- [Problem description]
The required output is the exact sequence of lines from the line holding "Step 1: scan the image for drawer" to the end of the records, inclusive.

Free-text object descriptions:
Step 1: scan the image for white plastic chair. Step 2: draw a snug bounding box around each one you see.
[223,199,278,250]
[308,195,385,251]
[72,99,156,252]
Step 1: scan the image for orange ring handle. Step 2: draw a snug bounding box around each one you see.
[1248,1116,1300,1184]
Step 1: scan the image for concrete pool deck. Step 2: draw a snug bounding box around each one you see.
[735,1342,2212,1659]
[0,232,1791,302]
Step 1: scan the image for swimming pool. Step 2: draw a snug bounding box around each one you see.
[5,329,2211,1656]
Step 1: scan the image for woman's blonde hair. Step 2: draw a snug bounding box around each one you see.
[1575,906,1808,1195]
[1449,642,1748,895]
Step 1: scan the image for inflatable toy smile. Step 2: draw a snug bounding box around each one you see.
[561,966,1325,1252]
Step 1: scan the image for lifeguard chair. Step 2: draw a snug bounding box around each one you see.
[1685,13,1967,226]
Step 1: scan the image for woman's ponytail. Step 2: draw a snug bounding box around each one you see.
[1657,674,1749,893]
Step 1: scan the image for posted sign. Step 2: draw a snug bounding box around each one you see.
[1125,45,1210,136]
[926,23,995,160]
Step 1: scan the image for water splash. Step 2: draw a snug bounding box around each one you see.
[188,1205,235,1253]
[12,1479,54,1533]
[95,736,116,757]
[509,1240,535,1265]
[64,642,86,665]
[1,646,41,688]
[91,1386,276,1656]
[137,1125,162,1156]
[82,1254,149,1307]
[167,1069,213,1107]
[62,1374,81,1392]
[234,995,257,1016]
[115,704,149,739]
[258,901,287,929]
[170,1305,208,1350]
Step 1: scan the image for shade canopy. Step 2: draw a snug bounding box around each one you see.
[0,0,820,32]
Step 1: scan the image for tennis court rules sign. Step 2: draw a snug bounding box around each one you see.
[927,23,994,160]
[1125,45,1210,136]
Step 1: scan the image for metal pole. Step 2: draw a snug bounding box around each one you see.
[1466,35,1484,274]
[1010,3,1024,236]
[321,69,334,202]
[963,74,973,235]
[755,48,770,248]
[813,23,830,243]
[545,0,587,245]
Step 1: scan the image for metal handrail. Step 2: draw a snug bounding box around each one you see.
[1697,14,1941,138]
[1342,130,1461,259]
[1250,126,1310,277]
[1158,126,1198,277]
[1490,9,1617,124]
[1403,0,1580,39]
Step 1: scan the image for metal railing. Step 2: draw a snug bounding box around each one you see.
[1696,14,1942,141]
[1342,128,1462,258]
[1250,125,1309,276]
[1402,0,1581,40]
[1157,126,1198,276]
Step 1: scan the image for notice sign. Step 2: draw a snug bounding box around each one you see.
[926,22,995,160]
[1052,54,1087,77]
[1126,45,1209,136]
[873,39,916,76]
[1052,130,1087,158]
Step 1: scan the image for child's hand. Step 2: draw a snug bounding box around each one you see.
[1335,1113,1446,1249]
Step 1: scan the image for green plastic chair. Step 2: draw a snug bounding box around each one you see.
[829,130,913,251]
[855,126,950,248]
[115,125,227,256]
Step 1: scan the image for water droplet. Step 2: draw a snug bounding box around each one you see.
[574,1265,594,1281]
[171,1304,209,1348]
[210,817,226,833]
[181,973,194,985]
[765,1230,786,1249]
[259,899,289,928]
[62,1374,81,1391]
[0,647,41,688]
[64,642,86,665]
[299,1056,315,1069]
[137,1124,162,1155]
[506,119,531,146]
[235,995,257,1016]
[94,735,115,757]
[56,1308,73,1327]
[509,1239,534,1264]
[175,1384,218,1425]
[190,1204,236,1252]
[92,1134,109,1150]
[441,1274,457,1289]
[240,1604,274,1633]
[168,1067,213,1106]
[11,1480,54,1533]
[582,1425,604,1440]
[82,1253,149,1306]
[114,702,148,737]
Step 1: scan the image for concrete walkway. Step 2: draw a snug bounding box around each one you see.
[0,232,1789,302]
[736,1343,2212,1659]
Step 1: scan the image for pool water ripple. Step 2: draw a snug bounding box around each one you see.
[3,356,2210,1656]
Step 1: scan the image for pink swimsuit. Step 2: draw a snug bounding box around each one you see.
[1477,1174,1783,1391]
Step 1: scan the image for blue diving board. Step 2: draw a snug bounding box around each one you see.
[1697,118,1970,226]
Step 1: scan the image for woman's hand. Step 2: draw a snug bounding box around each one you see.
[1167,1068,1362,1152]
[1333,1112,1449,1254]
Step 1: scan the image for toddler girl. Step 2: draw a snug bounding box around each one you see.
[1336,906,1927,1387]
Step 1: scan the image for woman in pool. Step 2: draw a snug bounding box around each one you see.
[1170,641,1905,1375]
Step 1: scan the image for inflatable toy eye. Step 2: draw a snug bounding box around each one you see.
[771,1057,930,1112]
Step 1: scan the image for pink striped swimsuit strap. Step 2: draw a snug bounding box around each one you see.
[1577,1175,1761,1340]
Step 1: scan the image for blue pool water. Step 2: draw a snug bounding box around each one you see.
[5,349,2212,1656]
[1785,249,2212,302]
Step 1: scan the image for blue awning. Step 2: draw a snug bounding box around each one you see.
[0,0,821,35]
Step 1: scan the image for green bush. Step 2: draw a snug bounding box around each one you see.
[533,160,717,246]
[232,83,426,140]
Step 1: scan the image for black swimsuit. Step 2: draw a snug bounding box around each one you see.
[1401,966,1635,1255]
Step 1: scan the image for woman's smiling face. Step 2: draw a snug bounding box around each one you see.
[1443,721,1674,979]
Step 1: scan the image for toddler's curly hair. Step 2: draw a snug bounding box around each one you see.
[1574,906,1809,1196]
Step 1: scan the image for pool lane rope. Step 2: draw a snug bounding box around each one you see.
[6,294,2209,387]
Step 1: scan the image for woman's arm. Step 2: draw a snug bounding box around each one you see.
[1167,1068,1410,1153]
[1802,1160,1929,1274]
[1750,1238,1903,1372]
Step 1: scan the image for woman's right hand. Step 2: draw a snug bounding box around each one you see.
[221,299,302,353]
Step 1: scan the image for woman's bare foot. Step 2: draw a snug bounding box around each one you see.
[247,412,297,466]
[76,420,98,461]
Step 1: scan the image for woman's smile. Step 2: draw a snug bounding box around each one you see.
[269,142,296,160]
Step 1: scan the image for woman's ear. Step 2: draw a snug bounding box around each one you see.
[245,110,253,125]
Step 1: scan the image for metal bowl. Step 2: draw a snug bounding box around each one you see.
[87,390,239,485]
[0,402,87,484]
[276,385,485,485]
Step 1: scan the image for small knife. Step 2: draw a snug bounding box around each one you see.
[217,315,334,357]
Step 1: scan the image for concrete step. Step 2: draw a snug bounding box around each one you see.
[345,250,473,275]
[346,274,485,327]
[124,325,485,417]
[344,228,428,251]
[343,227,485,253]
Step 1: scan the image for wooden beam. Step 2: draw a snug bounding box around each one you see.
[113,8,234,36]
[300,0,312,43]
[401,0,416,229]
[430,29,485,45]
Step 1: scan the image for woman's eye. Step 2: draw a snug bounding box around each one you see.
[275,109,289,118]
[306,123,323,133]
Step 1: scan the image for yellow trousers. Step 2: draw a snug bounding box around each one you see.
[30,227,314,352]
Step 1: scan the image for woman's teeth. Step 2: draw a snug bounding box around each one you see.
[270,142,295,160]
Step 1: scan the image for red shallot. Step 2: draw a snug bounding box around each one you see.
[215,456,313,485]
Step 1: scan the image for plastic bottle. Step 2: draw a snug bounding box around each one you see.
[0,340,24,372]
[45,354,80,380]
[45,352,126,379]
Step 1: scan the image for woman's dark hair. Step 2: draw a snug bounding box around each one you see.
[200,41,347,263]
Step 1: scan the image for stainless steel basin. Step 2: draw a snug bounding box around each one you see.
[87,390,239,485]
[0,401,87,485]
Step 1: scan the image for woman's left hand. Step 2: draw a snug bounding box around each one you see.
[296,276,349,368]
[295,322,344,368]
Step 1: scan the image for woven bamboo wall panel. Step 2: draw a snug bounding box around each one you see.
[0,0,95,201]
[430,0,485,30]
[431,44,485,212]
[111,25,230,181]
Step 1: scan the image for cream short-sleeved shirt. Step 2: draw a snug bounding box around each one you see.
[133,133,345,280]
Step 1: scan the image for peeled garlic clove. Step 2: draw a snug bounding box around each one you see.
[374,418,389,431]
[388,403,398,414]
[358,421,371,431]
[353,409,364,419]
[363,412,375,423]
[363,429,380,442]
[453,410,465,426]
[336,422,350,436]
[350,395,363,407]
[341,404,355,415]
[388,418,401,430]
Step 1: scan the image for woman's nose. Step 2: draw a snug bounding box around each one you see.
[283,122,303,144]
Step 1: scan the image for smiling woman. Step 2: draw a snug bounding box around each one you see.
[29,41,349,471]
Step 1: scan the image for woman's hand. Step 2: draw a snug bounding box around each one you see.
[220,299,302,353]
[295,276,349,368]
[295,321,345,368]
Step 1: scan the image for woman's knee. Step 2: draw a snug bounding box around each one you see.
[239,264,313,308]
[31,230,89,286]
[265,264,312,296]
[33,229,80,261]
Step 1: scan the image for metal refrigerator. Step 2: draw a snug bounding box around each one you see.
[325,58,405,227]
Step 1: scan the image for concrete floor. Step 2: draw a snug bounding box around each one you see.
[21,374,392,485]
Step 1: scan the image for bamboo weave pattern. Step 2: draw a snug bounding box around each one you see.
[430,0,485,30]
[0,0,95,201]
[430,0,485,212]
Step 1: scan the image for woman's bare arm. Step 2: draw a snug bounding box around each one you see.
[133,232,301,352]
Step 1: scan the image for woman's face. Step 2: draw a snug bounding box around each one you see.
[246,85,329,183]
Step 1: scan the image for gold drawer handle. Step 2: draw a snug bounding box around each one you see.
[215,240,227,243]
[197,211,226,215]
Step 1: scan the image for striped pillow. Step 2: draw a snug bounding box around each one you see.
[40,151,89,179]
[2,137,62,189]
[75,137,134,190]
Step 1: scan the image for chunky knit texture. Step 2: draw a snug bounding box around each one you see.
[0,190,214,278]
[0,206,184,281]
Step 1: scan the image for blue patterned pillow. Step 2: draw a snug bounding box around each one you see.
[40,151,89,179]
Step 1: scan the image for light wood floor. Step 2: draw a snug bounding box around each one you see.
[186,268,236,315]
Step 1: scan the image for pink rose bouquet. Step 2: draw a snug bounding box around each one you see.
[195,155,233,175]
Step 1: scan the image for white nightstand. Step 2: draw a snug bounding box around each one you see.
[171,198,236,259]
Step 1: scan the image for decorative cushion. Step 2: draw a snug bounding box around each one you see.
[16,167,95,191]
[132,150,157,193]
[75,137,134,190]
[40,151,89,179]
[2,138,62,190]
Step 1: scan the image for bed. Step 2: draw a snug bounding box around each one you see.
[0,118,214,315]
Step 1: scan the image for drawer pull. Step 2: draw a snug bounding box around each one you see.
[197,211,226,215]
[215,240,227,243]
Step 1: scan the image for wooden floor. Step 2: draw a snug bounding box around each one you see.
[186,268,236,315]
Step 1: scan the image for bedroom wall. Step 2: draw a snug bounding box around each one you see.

- [Answer section]
Step 1: scan the image for drawer pull. Step 2: draw a snug bounding box around each one you see.
[197,211,226,215]
[215,240,227,243]
Step 1: scan the image for wooden floor. Step 2: draw a snug bounding box around each one you see.
[186,268,236,315]
Step 1: scan the image for bedroom wall. Step 2: draw a snug bounding box around each one you see.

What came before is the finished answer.